■ GIVEN TASK ■
In the listing below, rewrite the lines between the line holding "Would you point out the car wheel" and the line holding "(1107, 121)", inclusive, keeping the requests as they are and adding 27 to every coordinate value.

═══ MATERIAL FOR THIS TASK ═══

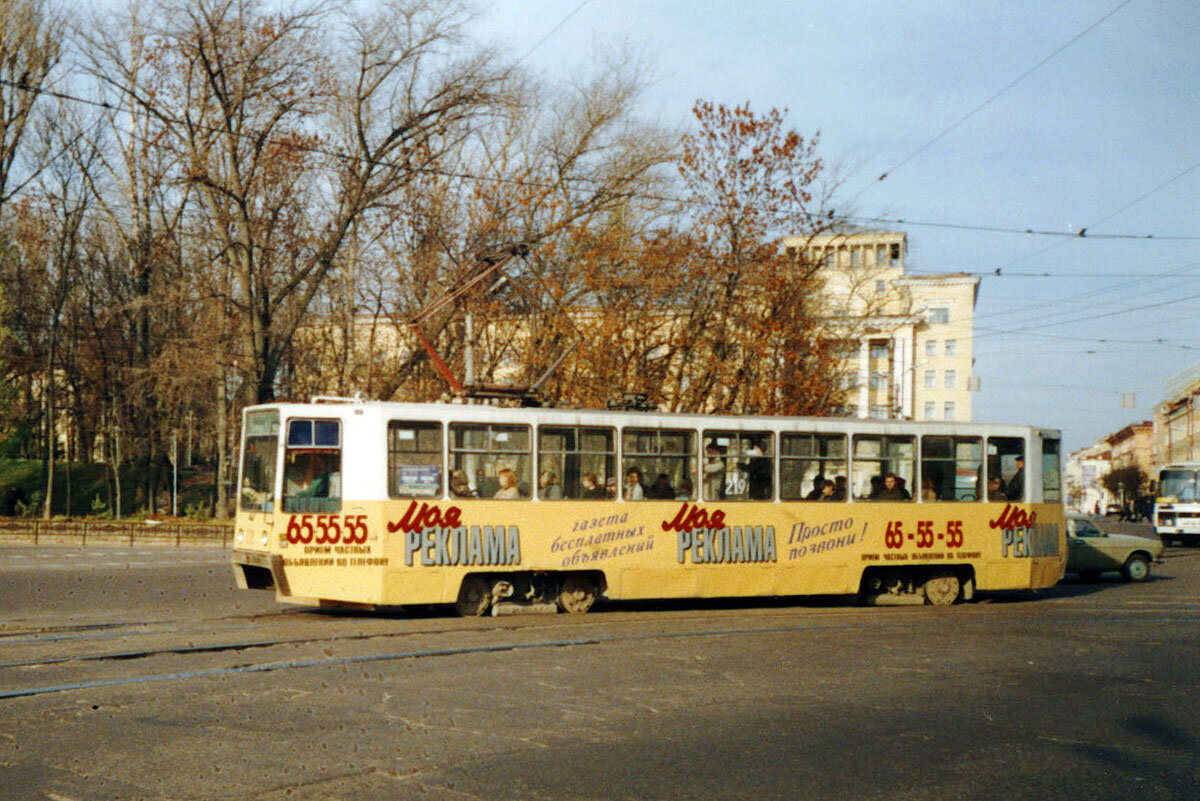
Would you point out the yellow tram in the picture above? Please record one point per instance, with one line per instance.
(345, 501)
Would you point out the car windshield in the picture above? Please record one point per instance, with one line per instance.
(1180, 485)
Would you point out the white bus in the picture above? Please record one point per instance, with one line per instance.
(492, 509)
(1177, 505)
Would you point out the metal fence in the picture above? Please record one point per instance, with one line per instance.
(115, 533)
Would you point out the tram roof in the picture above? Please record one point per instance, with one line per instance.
(486, 413)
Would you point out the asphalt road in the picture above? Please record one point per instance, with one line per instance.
(151, 678)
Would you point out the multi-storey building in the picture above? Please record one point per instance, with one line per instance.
(909, 338)
(1177, 420)
(1133, 446)
(1083, 473)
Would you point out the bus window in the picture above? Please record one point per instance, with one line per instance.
(414, 459)
(258, 461)
(495, 459)
(951, 468)
(807, 462)
(1006, 469)
(882, 468)
(738, 465)
(659, 464)
(576, 462)
(1051, 479)
(312, 467)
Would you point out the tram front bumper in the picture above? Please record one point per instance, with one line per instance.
(255, 570)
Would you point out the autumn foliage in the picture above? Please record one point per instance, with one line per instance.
(245, 203)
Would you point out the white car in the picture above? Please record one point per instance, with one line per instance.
(1092, 552)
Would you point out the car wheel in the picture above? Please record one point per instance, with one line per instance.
(1137, 568)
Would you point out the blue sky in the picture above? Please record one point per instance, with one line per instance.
(1107, 121)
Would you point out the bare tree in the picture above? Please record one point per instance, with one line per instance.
(30, 48)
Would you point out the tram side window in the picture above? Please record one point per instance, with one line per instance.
(883, 468)
(813, 467)
(576, 463)
(312, 467)
(1006, 469)
(738, 465)
(490, 461)
(258, 451)
(414, 459)
(951, 468)
(1051, 477)
(659, 464)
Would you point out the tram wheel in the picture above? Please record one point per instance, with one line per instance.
(941, 588)
(576, 594)
(474, 597)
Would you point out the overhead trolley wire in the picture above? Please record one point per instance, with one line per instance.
(990, 100)
(633, 193)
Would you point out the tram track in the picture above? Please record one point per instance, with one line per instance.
(592, 631)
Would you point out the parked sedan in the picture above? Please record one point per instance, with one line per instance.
(1092, 552)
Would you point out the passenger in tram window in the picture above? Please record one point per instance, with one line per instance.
(927, 491)
(995, 489)
(661, 488)
(685, 489)
(592, 489)
(839, 488)
(508, 481)
(634, 485)
(1015, 488)
(549, 486)
(757, 467)
(892, 488)
(460, 487)
(714, 473)
(485, 486)
(819, 483)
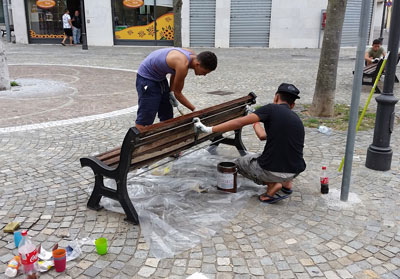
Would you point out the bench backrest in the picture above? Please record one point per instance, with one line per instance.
(164, 139)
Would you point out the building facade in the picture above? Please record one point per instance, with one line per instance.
(205, 23)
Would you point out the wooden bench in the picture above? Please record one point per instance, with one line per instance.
(155, 142)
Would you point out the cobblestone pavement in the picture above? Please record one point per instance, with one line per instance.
(306, 236)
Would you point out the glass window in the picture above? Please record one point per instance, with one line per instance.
(46, 23)
(139, 21)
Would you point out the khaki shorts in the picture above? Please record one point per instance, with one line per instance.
(249, 168)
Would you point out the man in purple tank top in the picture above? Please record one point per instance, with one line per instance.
(152, 84)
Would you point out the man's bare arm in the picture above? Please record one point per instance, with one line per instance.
(236, 123)
(177, 83)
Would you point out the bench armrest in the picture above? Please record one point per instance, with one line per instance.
(98, 166)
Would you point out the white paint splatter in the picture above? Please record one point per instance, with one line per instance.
(333, 199)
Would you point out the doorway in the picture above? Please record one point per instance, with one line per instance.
(45, 23)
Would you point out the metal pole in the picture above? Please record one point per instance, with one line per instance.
(83, 30)
(379, 154)
(383, 21)
(355, 99)
(6, 20)
(320, 27)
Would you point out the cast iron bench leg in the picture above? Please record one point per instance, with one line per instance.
(95, 197)
(125, 201)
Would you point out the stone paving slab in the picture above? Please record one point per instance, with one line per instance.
(305, 236)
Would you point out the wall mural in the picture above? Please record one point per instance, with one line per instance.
(165, 27)
(46, 36)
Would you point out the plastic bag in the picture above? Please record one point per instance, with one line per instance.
(325, 130)
(183, 207)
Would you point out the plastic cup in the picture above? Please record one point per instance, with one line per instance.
(101, 245)
(17, 238)
(60, 259)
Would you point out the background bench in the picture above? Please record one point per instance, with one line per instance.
(370, 73)
(155, 142)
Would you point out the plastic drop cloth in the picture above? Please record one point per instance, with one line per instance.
(174, 215)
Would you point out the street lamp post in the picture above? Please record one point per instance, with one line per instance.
(383, 21)
(84, 38)
(379, 154)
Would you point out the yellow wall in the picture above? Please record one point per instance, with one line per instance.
(165, 28)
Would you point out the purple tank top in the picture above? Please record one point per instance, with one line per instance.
(155, 66)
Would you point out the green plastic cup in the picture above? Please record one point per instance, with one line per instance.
(101, 245)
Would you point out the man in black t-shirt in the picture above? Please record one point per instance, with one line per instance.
(282, 158)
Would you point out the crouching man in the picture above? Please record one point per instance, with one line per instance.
(282, 158)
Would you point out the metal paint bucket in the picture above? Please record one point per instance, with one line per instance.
(226, 177)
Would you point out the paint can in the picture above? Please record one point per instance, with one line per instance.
(226, 177)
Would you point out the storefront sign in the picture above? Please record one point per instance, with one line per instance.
(45, 4)
(133, 3)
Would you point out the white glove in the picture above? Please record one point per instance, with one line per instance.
(198, 126)
(173, 100)
(249, 109)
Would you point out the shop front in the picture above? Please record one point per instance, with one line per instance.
(143, 22)
(45, 19)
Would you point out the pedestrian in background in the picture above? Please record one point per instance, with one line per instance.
(67, 25)
(77, 24)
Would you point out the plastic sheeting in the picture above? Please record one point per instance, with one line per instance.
(179, 205)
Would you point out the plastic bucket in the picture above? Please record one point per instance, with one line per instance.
(60, 259)
(226, 177)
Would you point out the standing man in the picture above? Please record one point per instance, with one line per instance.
(152, 85)
(282, 158)
(77, 24)
(375, 52)
(67, 25)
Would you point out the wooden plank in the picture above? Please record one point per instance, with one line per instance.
(159, 143)
(187, 118)
(161, 135)
(173, 143)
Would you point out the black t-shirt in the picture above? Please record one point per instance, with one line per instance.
(283, 151)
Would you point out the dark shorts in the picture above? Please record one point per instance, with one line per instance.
(68, 32)
(153, 99)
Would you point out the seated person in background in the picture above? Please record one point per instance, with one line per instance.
(374, 53)
(282, 158)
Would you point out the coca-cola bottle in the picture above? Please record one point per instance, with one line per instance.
(324, 181)
(28, 256)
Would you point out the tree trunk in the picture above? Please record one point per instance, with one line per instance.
(4, 75)
(324, 94)
(177, 23)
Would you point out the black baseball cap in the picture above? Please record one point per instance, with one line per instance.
(289, 89)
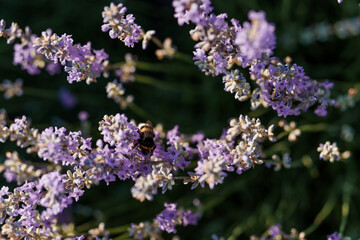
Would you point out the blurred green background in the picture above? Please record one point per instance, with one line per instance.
(179, 94)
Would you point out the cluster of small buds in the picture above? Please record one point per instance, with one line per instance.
(283, 87)
(25, 54)
(275, 233)
(278, 81)
(236, 83)
(239, 151)
(187, 11)
(257, 38)
(116, 92)
(11, 89)
(166, 51)
(329, 152)
(145, 230)
(47, 193)
(121, 26)
(86, 63)
(20, 171)
(334, 236)
(20, 132)
(279, 162)
(290, 128)
(167, 220)
(99, 233)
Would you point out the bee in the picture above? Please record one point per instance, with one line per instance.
(146, 141)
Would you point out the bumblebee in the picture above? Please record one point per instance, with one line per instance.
(146, 141)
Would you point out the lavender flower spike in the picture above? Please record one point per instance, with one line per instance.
(120, 25)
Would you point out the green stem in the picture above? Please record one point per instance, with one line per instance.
(120, 229)
(124, 236)
(183, 57)
(325, 211)
(147, 80)
(347, 191)
(42, 93)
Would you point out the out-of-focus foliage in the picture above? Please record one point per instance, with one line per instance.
(175, 92)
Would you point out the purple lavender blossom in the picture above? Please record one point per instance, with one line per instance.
(256, 38)
(168, 218)
(119, 25)
(85, 63)
(191, 11)
(83, 116)
(275, 230)
(190, 218)
(24, 56)
(53, 68)
(334, 236)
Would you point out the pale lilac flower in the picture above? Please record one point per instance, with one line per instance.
(120, 25)
(66, 98)
(256, 38)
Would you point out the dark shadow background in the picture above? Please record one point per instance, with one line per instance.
(243, 205)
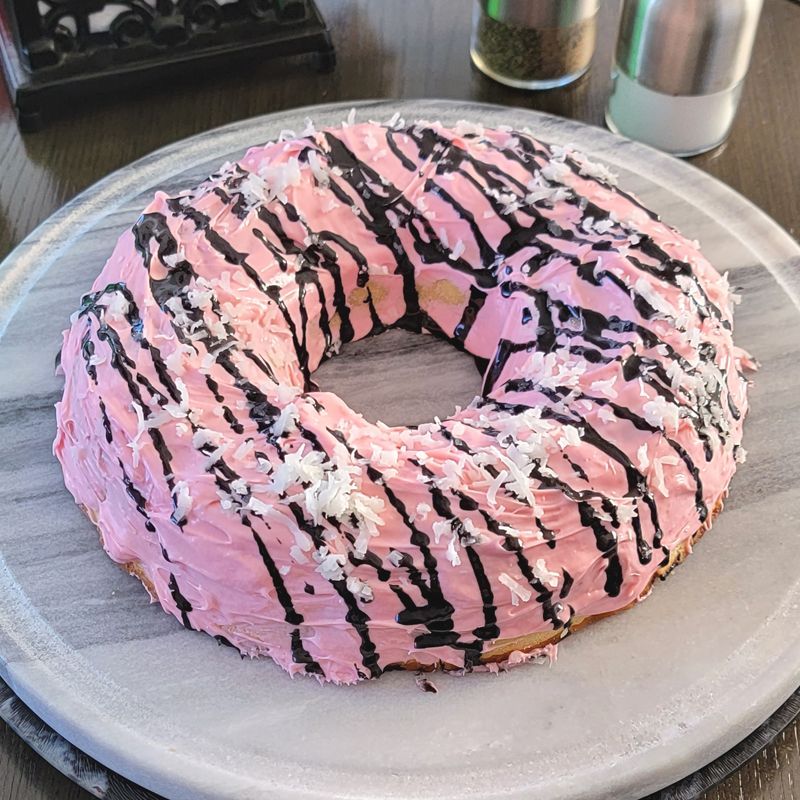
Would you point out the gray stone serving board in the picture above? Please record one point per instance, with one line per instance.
(633, 703)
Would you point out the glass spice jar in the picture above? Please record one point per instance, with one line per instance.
(533, 44)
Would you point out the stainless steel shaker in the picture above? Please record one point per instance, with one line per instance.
(680, 67)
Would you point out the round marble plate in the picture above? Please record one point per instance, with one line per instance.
(633, 703)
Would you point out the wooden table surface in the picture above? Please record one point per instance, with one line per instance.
(396, 48)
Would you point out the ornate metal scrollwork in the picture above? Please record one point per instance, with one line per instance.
(67, 27)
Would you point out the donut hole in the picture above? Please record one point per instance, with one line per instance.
(401, 378)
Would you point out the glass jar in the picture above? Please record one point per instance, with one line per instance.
(533, 44)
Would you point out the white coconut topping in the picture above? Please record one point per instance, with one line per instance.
(422, 511)
(605, 388)
(595, 170)
(457, 251)
(661, 413)
(244, 449)
(360, 589)
(518, 590)
(239, 486)
(215, 455)
(655, 298)
(329, 565)
(546, 576)
(117, 306)
(452, 551)
(183, 501)
(555, 171)
(644, 460)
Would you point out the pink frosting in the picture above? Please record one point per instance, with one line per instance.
(271, 515)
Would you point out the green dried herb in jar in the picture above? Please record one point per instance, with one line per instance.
(533, 44)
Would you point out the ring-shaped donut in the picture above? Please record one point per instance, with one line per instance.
(270, 515)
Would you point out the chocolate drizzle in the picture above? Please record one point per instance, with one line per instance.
(323, 287)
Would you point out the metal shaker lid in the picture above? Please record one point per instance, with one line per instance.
(540, 13)
(687, 47)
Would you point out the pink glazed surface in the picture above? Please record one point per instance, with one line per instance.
(272, 516)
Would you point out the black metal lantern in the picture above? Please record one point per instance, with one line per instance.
(54, 51)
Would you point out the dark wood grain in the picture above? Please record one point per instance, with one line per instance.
(388, 48)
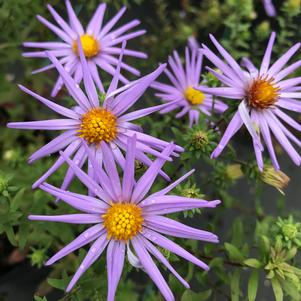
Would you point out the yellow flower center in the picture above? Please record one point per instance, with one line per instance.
(123, 221)
(262, 93)
(193, 96)
(90, 45)
(98, 124)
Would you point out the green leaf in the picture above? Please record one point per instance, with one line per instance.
(234, 284)
(57, 283)
(10, 234)
(264, 244)
(253, 285)
(291, 289)
(278, 292)
(234, 253)
(253, 263)
(237, 232)
(192, 296)
(38, 298)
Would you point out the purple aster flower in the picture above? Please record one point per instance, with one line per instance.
(262, 94)
(99, 43)
(124, 219)
(95, 122)
(269, 8)
(181, 94)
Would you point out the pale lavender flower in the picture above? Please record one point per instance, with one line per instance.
(262, 94)
(126, 218)
(269, 8)
(94, 122)
(99, 41)
(181, 94)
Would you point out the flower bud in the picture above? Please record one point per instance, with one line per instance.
(234, 172)
(275, 178)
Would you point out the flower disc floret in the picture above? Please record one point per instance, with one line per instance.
(97, 125)
(123, 221)
(193, 96)
(90, 46)
(262, 93)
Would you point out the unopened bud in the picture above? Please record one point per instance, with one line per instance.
(275, 178)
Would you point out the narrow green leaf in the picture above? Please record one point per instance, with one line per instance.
(253, 285)
(57, 283)
(278, 292)
(234, 284)
(234, 253)
(253, 263)
(291, 289)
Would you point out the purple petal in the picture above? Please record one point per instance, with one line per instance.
(100, 175)
(61, 22)
(171, 227)
(52, 124)
(68, 218)
(155, 252)
(73, 88)
(86, 180)
(84, 238)
(111, 169)
(111, 23)
(74, 22)
(171, 203)
(115, 262)
(88, 82)
(95, 23)
(171, 186)
(53, 106)
(172, 247)
(68, 152)
(94, 252)
(267, 56)
(268, 140)
(127, 98)
(55, 145)
(236, 68)
(55, 29)
(129, 169)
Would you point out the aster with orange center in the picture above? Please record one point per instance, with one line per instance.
(94, 123)
(180, 93)
(262, 93)
(99, 41)
(126, 218)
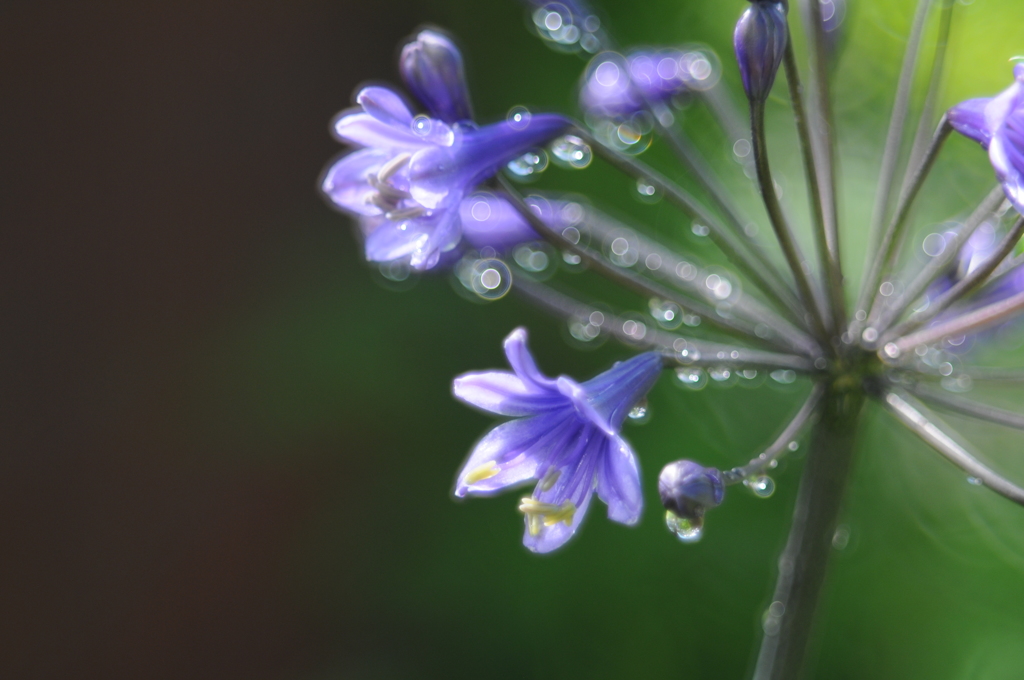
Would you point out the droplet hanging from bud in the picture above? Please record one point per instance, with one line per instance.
(760, 43)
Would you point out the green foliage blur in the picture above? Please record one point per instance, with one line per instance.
(421, 586)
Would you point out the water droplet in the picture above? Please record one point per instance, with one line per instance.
(530, 163)
(640, 412)
(934, 245)
(686, 529)
(518, 117)
(694, 379)
(841, 539)
(783, 376)
(646, 190)
(572, 152)
(531, 257)
(762, 485)
(489, 279)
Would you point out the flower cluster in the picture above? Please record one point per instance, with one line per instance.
(426, 184)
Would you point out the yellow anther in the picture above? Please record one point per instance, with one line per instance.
(549, 513)
(482, 472)
(549, 479)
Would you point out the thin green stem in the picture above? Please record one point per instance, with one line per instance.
(627, 278)
(889, 245)
(823, 136)
(678, 350)
(765, 279)
(891, 156)
(782, 231)
(927, 118)
(938, 264)
(781, 443)
(927, 426)
(833, 282)
(965, 286)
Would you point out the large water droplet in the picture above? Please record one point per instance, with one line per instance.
(572, 152)
(783, 376)
(686, 529)
(530, 163)
(762, 485)
(694, 379)
(640, 412)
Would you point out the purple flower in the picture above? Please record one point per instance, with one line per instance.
(688, 489)
(565, 436)
(415, 171)
(997, 124)
(432, 69)
(614, 85)
(760, 43)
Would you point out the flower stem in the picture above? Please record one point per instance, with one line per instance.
(938, 264)
(826, 257)
(886, 255)
(965, 285)
(763, 277)
(803, 564)
(891, 156)
(782, 231)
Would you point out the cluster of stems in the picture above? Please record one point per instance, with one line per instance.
(796, 317)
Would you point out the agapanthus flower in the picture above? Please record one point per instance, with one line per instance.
(997, 124)
(415, 172)
(565, 435)
(760, 43)
(614, 85)
(432, 69)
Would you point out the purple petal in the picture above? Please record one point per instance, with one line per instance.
(431, 67)
(345, 181)
(968, 118)
(438, 173)
(522, 362)
(489, 221)
(363, 129)
(385, 105)
(390, 242)
(582, 402)
(504, 393)
(619, 482)
(573, 484)
(510, 453)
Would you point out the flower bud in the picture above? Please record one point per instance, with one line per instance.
(760, 42)
(688, 489)
(431, 67)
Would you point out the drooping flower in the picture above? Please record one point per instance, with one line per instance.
(615, 86)
(997, 124)
(415, 171)
(760, 44)
(432, 69)
(564, 435)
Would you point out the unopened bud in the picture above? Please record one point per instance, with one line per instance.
(431, 67)
(760, 43)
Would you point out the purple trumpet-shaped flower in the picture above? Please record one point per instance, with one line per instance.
(997, 124)
(760, 44)
(415, 171)
(565, 436)
(431, 67)
(615, 86)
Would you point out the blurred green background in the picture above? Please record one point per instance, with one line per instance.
(230, 452)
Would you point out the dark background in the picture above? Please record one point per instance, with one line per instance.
(226, 453)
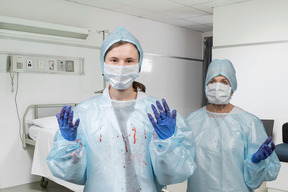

═══

■ COMPLETE ANSWER ■
Would you point out the car wheel in the picture above? Please record one point per instance, with one line per instance.
(1164, 595)
Would you point out the blue sky in the picture above? Please record one point per instance, with one line per instance.
(1134, 148)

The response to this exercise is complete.